BEGIN Task material
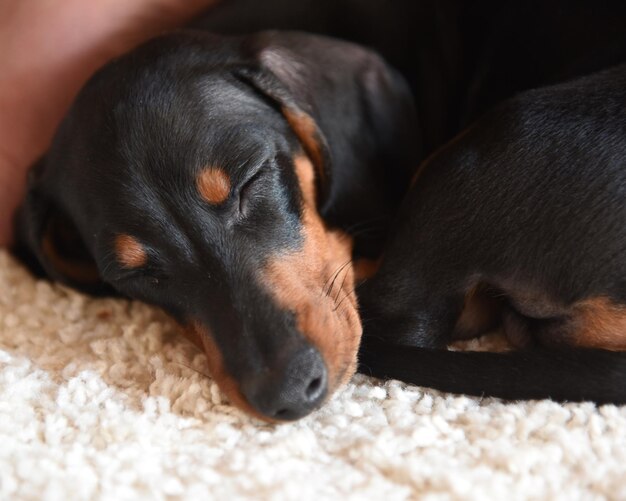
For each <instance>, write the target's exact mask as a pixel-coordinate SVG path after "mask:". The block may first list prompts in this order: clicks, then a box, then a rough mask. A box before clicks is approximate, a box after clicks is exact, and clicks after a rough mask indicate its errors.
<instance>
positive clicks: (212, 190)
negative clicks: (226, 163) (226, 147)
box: [196, 167, 230, 205]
END Task material
_What is required_. An exact reprint of every record is required, with the pictures omitted.

_Answer to the problem_.
For each <instance>, write the target's exact mask as a pixel-coordinate SVG path after "mask:". The block may first list prompts in this order: clicks, then a box, then a rough mask. A box before clicks is approximate, a box after clicks is exact, and clicks after a rough mask indicate its errors.
<instance>
positive clicks: (212, 190)
negative clicks: (226, 163) (226, 147)
box: [196, 167, 230, 205]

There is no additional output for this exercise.